■ Extrait choisi
----

La santé : un juteux marché pour gourous et autres charlatans

Les malades sont des proies faciles pour les mouvements à caractère sectaire. À leurs demandes légitimes de recherche de mieux-vivre, d’atténuation de leurs souffrances voire de guérison, les personnes vulnérabilisées par la maladie peuvent recevoir des réponses d’escrocs.

Depuis longtemps, la santé est une porte d’entrée pour les mouvements à caractère sectaire. Catherine Picard, présidente de l’UNADFI, précise que « La santé est incluse dans tous les dogmes sectaires ». L’Ordre du Temple solaire en est un exemple : le mouvement attirait les recrues par la recherche du bien-être1. Les sectes autrefois bien identifiées présentent aujourd’hui une grande capacité de mutation rapide et ont cédé la place à une multitude de praticiens proposant des offres de soins.

Les mouvements sectaires poursuivent depuis toujours trois grands objectifs inavoués : la main d’oeuvre gratuite, les faveurs sexuelles et l’argent. Pour atteindre ce troisième objectif le domaine de la santé est une source on ne peut plus lucrative. Comme le précise Chantal Gatignol, conseillère santé à la Mission de vigilance et de lutte contre les mouvements sectaires (Miviludes), « les mouvements sectaires ont compris qu’il y avait là un gros marché, avec des risques moindres ».
Les techniques d’emprise sont classiques et consistent à faire adhérer une personne à une démarche et à intégrer un circuit. Plus la personne poursuit la démarche, plus elle s’enfonce dans l’emprise, plus elle s’isole de ses proches et plus grand est le risque qu’elle abandonne le circuit de soins conventionnels.
Les victimes sont de plus en plus nombreuses : 40% des signalements annuels enregistrés par la Miviludes concernent le domaine de la santé. D’un côté l’offre en matière de santé et d’épanouissement personnel a augmenté et s’est diversifiée. De l’autre, les patients cherchent de plus en plus à maîtriser leur santé et sont encouragés à l’automédication.

----

■ Données affichées
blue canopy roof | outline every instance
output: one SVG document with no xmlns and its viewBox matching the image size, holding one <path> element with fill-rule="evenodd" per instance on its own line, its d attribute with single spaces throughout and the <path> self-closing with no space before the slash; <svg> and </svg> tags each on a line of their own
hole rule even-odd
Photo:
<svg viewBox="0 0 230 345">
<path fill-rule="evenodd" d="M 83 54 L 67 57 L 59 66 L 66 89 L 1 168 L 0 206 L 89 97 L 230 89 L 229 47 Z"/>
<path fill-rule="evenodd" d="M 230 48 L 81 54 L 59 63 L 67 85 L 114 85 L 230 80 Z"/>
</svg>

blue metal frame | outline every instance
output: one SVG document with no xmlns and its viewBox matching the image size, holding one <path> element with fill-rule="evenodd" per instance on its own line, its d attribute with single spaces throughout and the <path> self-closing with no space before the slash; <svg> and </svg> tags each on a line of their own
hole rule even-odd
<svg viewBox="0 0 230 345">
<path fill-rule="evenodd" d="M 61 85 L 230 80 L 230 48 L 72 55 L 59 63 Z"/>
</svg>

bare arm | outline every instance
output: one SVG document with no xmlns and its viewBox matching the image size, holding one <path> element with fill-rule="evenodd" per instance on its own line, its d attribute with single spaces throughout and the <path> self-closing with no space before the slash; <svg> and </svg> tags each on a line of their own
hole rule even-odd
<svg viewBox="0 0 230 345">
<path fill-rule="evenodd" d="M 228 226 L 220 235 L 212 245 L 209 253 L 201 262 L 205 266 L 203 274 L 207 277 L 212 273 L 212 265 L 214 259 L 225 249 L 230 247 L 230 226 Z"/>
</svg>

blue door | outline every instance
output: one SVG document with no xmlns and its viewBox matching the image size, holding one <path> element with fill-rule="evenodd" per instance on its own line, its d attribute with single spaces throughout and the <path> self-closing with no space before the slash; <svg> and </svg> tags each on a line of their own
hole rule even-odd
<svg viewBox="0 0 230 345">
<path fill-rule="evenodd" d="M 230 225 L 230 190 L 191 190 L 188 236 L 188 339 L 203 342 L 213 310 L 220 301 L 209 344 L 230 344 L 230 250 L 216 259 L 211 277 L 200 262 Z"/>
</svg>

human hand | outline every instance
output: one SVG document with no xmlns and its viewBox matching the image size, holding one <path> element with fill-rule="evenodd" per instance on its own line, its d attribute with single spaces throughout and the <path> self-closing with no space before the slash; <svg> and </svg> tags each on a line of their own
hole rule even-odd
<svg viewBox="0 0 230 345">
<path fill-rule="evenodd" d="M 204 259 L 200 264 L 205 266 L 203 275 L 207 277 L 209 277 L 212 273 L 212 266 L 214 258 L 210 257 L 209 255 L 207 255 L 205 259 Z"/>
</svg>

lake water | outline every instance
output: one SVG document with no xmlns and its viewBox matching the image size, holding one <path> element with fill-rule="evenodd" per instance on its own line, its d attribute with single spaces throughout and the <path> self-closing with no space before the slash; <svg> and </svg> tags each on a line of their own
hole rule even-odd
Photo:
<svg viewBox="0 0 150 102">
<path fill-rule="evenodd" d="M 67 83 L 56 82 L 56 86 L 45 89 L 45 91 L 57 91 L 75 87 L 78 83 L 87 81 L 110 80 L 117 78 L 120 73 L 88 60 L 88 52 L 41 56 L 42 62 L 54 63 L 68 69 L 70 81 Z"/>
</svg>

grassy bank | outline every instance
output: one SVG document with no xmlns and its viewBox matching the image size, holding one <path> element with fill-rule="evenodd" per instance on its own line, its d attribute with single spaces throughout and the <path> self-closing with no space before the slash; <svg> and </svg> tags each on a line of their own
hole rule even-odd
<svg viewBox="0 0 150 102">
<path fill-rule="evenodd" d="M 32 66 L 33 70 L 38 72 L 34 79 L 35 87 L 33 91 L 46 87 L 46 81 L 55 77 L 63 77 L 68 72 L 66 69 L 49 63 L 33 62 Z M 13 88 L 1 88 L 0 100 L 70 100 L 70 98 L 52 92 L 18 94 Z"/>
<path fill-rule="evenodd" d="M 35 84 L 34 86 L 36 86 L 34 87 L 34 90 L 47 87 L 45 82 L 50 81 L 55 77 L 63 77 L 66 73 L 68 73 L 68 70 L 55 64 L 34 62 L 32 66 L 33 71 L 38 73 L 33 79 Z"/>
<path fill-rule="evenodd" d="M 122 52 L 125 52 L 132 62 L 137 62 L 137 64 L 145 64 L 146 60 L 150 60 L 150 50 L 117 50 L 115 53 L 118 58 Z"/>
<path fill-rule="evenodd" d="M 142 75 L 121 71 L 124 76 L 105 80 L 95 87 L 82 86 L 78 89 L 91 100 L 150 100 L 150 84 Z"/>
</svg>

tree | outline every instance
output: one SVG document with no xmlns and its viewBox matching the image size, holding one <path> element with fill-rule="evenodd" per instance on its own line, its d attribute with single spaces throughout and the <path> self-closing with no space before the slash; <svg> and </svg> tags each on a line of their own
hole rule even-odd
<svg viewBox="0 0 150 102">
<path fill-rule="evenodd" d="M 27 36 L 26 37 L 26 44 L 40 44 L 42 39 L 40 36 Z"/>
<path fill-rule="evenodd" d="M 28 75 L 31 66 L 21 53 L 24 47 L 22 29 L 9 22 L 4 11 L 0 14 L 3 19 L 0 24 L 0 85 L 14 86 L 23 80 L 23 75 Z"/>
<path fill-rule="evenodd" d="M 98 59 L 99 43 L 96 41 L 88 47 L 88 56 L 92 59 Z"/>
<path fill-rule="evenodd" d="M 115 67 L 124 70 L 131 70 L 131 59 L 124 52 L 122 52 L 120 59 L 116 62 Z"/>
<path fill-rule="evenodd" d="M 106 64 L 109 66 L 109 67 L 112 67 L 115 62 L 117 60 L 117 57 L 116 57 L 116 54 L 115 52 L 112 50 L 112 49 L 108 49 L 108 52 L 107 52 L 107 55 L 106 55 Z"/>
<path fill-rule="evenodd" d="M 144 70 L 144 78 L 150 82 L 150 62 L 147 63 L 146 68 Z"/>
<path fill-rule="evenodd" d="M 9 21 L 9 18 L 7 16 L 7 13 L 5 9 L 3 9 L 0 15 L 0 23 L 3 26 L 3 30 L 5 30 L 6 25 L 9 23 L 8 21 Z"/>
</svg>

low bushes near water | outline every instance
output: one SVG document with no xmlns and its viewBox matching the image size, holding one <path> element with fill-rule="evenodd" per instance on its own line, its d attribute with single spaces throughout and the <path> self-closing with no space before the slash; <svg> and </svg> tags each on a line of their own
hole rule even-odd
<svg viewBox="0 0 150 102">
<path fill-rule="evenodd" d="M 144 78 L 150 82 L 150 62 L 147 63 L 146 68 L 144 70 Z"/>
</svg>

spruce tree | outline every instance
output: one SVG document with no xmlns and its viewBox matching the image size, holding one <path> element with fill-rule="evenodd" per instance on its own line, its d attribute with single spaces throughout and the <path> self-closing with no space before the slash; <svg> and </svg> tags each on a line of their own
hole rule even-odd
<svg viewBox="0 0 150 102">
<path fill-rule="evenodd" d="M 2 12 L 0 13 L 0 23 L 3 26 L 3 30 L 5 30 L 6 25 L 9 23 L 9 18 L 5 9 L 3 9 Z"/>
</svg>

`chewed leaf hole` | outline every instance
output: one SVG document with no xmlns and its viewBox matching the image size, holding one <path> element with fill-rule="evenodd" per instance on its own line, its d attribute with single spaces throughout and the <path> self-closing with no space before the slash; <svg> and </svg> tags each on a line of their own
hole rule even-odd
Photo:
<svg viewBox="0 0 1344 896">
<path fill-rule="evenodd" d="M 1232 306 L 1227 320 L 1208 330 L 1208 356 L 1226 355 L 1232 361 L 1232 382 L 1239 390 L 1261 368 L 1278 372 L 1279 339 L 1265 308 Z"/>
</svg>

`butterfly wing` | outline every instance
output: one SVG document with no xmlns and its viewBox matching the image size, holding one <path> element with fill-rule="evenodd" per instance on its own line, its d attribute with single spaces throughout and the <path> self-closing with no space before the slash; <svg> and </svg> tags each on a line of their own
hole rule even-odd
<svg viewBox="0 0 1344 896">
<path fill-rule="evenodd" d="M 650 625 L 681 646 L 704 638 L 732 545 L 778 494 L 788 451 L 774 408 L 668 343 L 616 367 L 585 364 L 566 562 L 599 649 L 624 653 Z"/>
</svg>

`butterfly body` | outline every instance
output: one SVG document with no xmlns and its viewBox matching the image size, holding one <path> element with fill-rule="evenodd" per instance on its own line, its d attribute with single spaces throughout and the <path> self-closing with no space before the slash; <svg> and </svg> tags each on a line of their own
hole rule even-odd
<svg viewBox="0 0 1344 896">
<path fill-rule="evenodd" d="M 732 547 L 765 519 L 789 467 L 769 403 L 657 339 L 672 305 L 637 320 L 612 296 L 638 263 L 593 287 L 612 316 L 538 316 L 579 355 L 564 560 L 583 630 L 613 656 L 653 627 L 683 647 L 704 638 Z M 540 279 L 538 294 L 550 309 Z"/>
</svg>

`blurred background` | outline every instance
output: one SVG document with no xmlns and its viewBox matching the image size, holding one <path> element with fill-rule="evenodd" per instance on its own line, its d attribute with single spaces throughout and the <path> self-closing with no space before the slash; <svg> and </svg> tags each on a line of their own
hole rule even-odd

----

■ Travail demandé
Répondez à ces questions sur l'extrait consacré à la santé et aux mouvements sectaires :
(a) Quelle fonction occupe Catherine Picard ?
(b) Quels sont les trois grands objectifs inavoués des mouvements sectaires ?
(c) Quelle part des signalements annuels enregistrés par la Miviludes concerne le domaine de la santé ?
Les lignes n'ont aucun rôle ici.

■ Exercice terminé
(a) Elle est présidente de l'UNADFI.
(b) La main d'œuvre gratuite, les faveurs sexuelles et l'argent.
(c) 40 % des signalements annuels.